TRECHO DO TEXTO.

Moro x Clã Bolsonaro: quem dará a palavra final sobre as milícias?

 O “pacote anticrime” anunciado nesta segunda-feira (4) pelo ministro Sergio Moro (Justiça e Segurança Pública) tem tudo para desagradar ao clã Bolsonaro. Um dos focos do projeto – o combate a organizações criminosas – cita nominalmente o PCC (Primeiro Comando da Capital), o Comando Vermelho e as milícias.

Por André Cintra

Bolsonaro e Moro

Nos últimos dias, porém, tem ficado cada vez mais comprovada a relação entre a família Bolsonaro e as milícias que agem à margem da lei no Rio de Janeiro. O vínculo mais notório une o ex-deputado e agora senador Flávio Bolsonaro (PSL-RJ) ao ex-capitão da Polícia Militar Adriano Magalhães da Nóbrega, também conhecido como “Gordinho” e “Urso Polar”. Conforme o Ministério Público do Estado do Rio (MP-RJ), Nóbrega – que está foragido – é um dos chefes da milícia do Rio das Pedras e do todo-poderoso Escritório do Crime, suspeito de envolvimento na execução da vereadora Marielle Franco (PSOL).

Em 2003, Gordinho e mais sete integrante do 16º BPM (Olaria) foram homenageados na Assembleia Legislativa do Rio (Alerj) – eles receberam moções de louvor na por iniciativa de Flávio Bolsonaro. Um ano depois, na mesma Casa, receberam a Medalha Tiradentes. Passadas poucas semanas, eles participaram do sequestro, da tortura e da extorsão de três jovens da favela de Parada de Lucas, sendo depois “apontados como os executores do morador Leandro dos Santos Silva, de 24 anos”.

Em 2007, reportagem do jornal O Dia escancarou a simpatia de Flávio Bolsonaro pelos milicianos. “No primeiro mês de seu segundo mandato na Assembleia – foi reeleito com 43.099 votos –, Bolsonaro já votou contra a instalação da CPI das milícias e, inclusive, planeja apresentar um projeto regulamentando a atividades das ‘polícias mineiras’”.

O parlamentar acabara de ingressar na Comissão de Direitos Humanos da Alerj. Por trás da defesa da legalização das milícias, o então deputado usou um verniz demagógico, de cunho social: “As classes mais altas pagam segurança particular. E o pobre, como faz para ter segurança? O Estado não tem capacidade para estar nas quase mil favelas do Rio. Dizem que as milícias cobram tarifas, mas eu conheço comunidades em que os trabalhadores fazem questão de pagar R$ 15 para não ter traficantes”.

Mas Flávio Bolsonaro não parou por aí. Em janeiro passado, o jornal O Globo revelou que Raimunda Veras Magalhães e Danielle Mendonça da Costa da Nóbrega, respectivamente mãe e mulher de Nóbrega, trabalhavam no gabinete de Flávio na Alerj. No período em que ambas estavam lotadas na Casa, o Escritório do Crime também era acusado de “extorsão de moradores e comerciantes, agiotagem, pagamento de propina e grilagem de terras”.

TAREFA PROPOSTA.
De acordo com o trecho do texto sobre o pacote anticrime e as milícias, quais organizações criminosas o projeto cita nominalmente? Baseie-se exclusivamente no trecho do texto.

CONTEÚDO DOS DADOS.
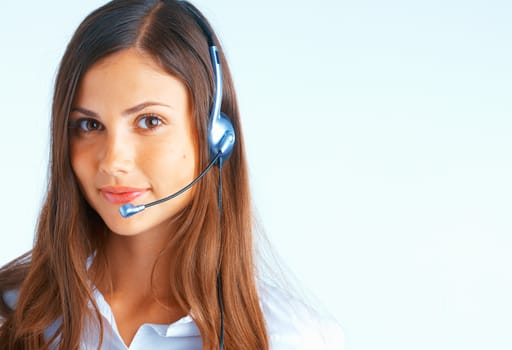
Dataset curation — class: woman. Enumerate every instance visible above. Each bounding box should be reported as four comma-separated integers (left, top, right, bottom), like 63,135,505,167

RESPOSTA ESCRITA.
O PCC (Primeiro Comando da Capital), o Comando Vermelho e as milícias.